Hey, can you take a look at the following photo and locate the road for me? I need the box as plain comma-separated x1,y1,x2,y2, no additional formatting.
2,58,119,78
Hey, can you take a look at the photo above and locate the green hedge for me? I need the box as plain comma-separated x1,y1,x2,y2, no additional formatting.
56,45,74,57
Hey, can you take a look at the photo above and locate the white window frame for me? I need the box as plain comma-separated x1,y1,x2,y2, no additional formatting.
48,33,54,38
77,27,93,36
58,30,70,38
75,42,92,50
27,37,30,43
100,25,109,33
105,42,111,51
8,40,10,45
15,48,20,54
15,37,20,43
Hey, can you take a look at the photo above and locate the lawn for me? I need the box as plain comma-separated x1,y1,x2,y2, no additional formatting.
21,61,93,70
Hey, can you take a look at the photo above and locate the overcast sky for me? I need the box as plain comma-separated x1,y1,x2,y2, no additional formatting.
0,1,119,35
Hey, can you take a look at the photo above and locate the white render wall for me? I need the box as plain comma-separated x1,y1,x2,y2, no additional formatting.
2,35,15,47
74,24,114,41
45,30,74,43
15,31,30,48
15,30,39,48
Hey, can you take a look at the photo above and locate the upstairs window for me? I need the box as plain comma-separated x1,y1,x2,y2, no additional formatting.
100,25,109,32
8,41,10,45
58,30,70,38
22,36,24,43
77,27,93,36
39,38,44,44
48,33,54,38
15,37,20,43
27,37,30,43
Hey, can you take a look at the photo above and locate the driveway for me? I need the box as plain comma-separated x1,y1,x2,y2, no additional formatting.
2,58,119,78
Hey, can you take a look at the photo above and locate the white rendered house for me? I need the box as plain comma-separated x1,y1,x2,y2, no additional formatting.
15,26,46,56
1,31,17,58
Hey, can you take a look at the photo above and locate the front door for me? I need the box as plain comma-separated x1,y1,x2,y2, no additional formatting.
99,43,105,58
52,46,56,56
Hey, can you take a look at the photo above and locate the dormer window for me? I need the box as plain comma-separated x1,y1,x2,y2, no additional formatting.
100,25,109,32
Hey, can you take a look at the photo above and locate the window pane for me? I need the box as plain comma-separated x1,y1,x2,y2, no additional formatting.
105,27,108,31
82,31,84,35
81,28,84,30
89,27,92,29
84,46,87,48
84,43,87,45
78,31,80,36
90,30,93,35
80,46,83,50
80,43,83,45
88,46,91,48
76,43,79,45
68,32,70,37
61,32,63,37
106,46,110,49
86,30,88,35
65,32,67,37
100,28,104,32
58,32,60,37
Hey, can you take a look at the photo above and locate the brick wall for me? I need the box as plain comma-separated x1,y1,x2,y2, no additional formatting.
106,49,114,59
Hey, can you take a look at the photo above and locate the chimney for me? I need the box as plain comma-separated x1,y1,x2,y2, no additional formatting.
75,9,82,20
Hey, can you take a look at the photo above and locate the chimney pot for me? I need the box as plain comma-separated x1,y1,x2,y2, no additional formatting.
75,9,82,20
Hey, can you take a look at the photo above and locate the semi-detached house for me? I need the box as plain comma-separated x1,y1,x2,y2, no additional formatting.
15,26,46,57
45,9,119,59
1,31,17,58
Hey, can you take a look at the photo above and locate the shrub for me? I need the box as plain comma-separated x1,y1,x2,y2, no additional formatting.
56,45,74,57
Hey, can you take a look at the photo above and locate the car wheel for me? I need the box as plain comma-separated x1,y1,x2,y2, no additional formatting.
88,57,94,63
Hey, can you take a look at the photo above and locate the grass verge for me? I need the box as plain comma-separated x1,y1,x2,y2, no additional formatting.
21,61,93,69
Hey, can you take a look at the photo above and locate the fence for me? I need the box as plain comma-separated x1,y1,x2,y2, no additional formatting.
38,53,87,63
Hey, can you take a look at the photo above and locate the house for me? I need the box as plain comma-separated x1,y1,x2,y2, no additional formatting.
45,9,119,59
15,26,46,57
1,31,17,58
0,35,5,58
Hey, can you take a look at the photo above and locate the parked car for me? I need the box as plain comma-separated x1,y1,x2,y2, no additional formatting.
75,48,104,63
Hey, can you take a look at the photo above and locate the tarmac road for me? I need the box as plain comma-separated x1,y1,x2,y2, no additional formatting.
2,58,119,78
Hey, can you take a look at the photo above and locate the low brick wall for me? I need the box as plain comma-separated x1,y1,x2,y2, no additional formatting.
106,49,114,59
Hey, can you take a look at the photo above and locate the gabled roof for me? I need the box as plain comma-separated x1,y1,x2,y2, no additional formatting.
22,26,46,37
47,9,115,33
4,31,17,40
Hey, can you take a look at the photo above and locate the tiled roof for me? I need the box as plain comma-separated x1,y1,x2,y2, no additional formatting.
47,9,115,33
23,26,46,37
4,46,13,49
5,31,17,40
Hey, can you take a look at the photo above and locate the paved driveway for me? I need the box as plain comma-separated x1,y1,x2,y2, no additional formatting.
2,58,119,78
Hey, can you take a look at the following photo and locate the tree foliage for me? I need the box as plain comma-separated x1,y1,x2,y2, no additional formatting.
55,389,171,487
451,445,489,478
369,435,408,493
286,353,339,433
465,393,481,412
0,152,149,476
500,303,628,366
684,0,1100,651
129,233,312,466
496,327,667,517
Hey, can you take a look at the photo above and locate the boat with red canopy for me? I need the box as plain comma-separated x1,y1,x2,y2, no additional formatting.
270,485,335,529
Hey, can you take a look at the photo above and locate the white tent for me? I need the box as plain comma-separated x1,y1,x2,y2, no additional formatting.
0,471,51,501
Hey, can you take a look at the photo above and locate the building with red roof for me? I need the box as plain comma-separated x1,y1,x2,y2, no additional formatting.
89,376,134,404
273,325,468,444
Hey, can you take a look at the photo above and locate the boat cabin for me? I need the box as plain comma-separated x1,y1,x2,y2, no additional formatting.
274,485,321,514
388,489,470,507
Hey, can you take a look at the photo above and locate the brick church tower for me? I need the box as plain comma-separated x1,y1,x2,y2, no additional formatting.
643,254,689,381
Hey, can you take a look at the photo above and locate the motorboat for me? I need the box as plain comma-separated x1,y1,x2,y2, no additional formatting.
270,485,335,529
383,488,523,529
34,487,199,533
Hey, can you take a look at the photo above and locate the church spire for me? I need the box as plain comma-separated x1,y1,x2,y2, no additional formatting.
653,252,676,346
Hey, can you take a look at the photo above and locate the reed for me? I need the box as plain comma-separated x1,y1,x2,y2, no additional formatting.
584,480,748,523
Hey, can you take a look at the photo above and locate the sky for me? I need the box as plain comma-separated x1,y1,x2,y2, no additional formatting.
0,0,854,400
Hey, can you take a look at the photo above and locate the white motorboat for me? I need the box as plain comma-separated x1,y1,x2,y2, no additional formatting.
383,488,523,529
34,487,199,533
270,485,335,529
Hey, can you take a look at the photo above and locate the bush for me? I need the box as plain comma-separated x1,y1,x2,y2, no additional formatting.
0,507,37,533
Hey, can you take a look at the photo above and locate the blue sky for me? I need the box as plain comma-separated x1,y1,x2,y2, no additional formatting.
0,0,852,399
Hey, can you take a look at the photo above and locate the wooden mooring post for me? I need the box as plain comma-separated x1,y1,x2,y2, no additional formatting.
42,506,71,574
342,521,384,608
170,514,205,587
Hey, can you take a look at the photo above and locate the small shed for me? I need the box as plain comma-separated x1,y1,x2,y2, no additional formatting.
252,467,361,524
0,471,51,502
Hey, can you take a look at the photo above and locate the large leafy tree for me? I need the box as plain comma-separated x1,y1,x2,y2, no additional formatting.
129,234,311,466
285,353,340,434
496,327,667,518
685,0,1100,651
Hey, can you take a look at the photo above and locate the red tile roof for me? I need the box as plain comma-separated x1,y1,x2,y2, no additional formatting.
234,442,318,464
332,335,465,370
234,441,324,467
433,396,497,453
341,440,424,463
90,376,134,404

________________________

**EXERCISE DIRECTIONS**
Would you transcribe the listing word for word?

**ANSWER TO THIS TASK**
Hey, can you take a look at the following photo and locate the road for me? I need the box as plain comma-separated x1,y1,x2,y2, no additional formatting.
2,58,119,78
Hey, can you take a look at the photo above and locate the green hedge for me? I need the box as plain comma-separated x1,y1,x2,y2, no additional formatting.
56,45,74,57
Hey, can you take a look at the photo above and locate the white window frame for me? I need the box as plain comma-separated x1,y1,x2,y2, no additional formatting.
48,33,54,38
77,27,93,36
58,30,70,38
75,42,92,50
27,37,30,43
100,25,109,33
105,42,111,51
8,40,10,45
15,48,20,54
15,37,20,43
Hey, can you take a look at the photo above and locate the lawn for me? I need the box as plain comma-separated x1,y1,x2,y2, no additional formatting.
21,61,93,70
Hey, can you take a look at the photo above and locate the overcast sky for me? I need the box as plain comma-separated x1,y1,x2,y2, no additional formatting.
0,1,119,35
Hey, can you take a look at the photo above and locate the white render wall for me? I need the box as plain comma-separated x1,y1,x2,y2, no additional formatting.
2,35,15,47
74,24,114,41
45,30,74,43
15,31,30,48
15,30,39,48
Hey, can you take a look at the photo above and locate the upstairs window for me? I need the box as plain comma-separated x1,y1,x2,y2, no additional formatting.
100,25,109,32
8,41,10,45
58,30,70,38
22,36,24,43
77,27,93,36
39,38,44,44
48,33,54,38
15,37,20,43
27,37,30,43
Hey, can you take a look at the photo above and locate the driveway for me? I need the box as plain comma-separated x1,y1,x2,y2, no additional formatting.
2,58,119,78
Hey, can you take a look at the photo above and locate the white rendered house for me? I need the box as plain comma-separated x1,y1,x2,y2, no additional formatting.
15,26,46,56
1,31,17,58
Hey, can you take a look at the photo above and locate the front door for me? I need the box as plain comma-separated x1,y1,x2,y2, no additional formatting.
99,43,105,58
52,46,56,56
Hey, can you take a look at the photo above and locate the dormer window for me? I need the box as plain comma-separated x1,y1,x2,y2, no additional formatting.
100,25,109,32
Hey, can you take a look at the photo above and locate the window pane for me? I need the box as plain comma-separated x1,y1,x2,y2, no additional formatting.
105,27,108,31
82,31,84,35
81,28,84,30
89,27,92,29
84,46,87,48
84,43,87,45
78,31,80,36
90,30,93,35
80,46,83,50
80,43,83,45
88,46,91,48
76,43,79,45
68,32,70,37
61,32,63,37
106,46,110,49
86,30,88,35
65,32,67,37
100,28,104,32
58,32,60,37
Hey, can you take a look at the photo above and locate the brick wall for me? I need the box as plain comma-separated x1,y1,x2,y2, no additional formatting.
106,49,114,59
Hey, can you take a look at the photo above and locate the chimney for me? I need the box as plain comma-separated x1,y1,x2,y2, no additional formatting.
75,9,82,20
Hey, can you take a look at the photo above and locate the chimney pot for me? I need the box as plain comma-separated x1,y1,x2,y2, no additional formatting.
75,9,82,20
Hey, can you take a look at the photo above and locate the semi-detached house for me? I need the box as plain comma-separated x1,y1,x2,y2, no additional formatting.
15,26,46,57
45,9,119,59
1,31,17,58
Hey, can you take a look at the photo above and locate the shrub for me? I need the box as plain comma-separated x1,y1,x2,y2, no additional formatting.
56,45,74,57
Hey, can you take a look at the photo above and locate the car wheel for me? I need the box as plain comma-separated x1,y1,x2,y2, no additional formatting.
88,57,94,63
Hey, can you take a look at the photo above and locate the grass verge for me? I need the box as plain comma-separated x1,y1,x2,y2, no additional formatting.
21,61,93,69
Hey, can you take a look at the photo above and locate the fence for me? I need the box as plain comma-separated x1,y1,x2,y2, no additional formatting.
38,53,87,63
Hey, can you take a look at the photo above and locate the house for me? I need the box as plain comma-separated x1,y1,x2,y2, no additional formatting.
45,9,119,59
15,26,46,57
1,31,17,58
0,35,5,58
Hey, can you take a look at the photo above and locate the parked car for me? I need the box as plain comma-separated x1,y1,x2,y2, no additional formatting.
75,48,104,63
Hey, can you take a look at the photo above and locate the tarmac road for me? I need the box as plain comma-separated x1,y1,x2,y2, no additional formatting.
2,58,119,78
Hey, can you take a look at the photo above and locate the low brick wall for me? I need the box as plain comma-separated x1,y1,x2,y2, no additional formatting.
106,49,114,59
Hey, can you take a look at the photo above and locate the gabled roof for me? I need the box as plain comma-separated x1,y1,x2,y2, no additional formatting.
22,26,46,37
47,9,115,33
4,31,17,40
Hey, can you take a look at the photo above and locate the tiled roof for me? I need the box as plain comma-separated x1,y1,x2,y2, no additional formatting.
47,9,115,33
23,26,46,37
4,46,13,49
5,31,17,40
Hey, can you take a look at the photo above and locate the paved driveway for me? I need the box as plain comma-separated x1,y1,x2,y2, no additional formatting.
2,58,119,78
Hey, can you take a look at the following photo and locate the tree foliage for me? I need the box as plain comma-separated x1,y1,x2,y2, no additional formatting.
55,389,171,487
451,445,489,478
369,435,408,493
286,353,339,433
465,393,481,412
0,152,149,476
500,303,628,366
684,0,1100,651
129,233,312,466
496,327,667,517
Hey, can you take a look at the photo above and locate the boat with red canopy for me? I need the box as plain comma-separated x1,y1,x2,y2, no additional formatting.
270,485,335,529
Hey, can you take a look at the photo above and locate the white tent for me? I need the box as plain comma-separated x1,y1,x2,y2, no additional formatting.
0,471,51,501
Hey, can you take a look at the photo above and locate the building with red roof for me? I need the box as plain comma-separated x1,y1,x2,y2, no additional formatting.
89,376,134,404
273,325,468,444
Hey, can you take a look at the photo above and locate the boat cabin for me? I need the box as plain comma-separated x1,y1,x2,y2, no additional formatting.
274,485,321,514
388,489,470,507
Hey, can you take a look at the photo above and locate the brick church tower for me? I need the box as plain comma-separated x1,y1,x2,y2, no additional formatting.
643,254,689,381
Hey, can you take a look at the photo above and locate the motorboat for me? I need the box as plain comma-separated x1,y1,x2,y2, no additional formatting.
270,485,335,529
383,488,523,529
34,487,199,533
Hey, can you take a look at the photo above and locate the church spire for me? I need the box as plain comma-separated x1,y1,x2,y2, no additional formatting.
653,252,676,346
Hey, can you take a look at the photo above and locate the reed for me? I need the box as plain comma-separated x1,y1,x2,y2, no additional formatting.
584,480,748,523
Hey, can you take a look at the photo above and locate the sky for me? I need the box as plain comma-separated x1,y1,x2,y2, no additional formatting.
0,0,854,400
Hey, can you take a look at the photo above and locate the white motorboat for me? I need the box as plain comma-separated x1,y1,x2,y2, no additional formatting.
383,488,523,529
34,487,199,533
270,485,335,529
Hey, can you take a look at the photo above and locate the bush for me? I need the box as plain comma-separated x1,y1,x2,y2, no additional formatting.
0,507,37,533
Hey, can you take a look at the photo above and locate the blue sky for me? I need the box as plain comma-separated x1,y1,x2,y2, no additional formatting.
0,0,852,399
Hey, can you take a look at the photo above and locate the wooden mooring post for me? I need the box as plain comma-separated x1,y1,x2,y2, no additional formatting.
42,506,71,574
342,521,384,608
170,514,205,587
Hey, can you take a look at the photo above and locate the small shed for me? I need the box as plain comma-separated x1,y1,x2,y2, no additional formatting.
252,467,361,524
0,471,51,502
Hey, can you take a look at the photo above and locate the large leafy tree for me? I need the box as plain comma-separated x1,y1,x2,y2, no additional formatting.
129,234,311,466
285,353,340,434
496,327,667,518
685,0,1100,651
Hey, can you take a look at the photo above and locate the red tile roof for me? I need the box as plain comma-separated x1,y1,x2,y2, no additional formatting.
234,442,318,464
332,335,465,370
234,441,324,467
433,396,497,453
341,440,424,463
90,376,134,404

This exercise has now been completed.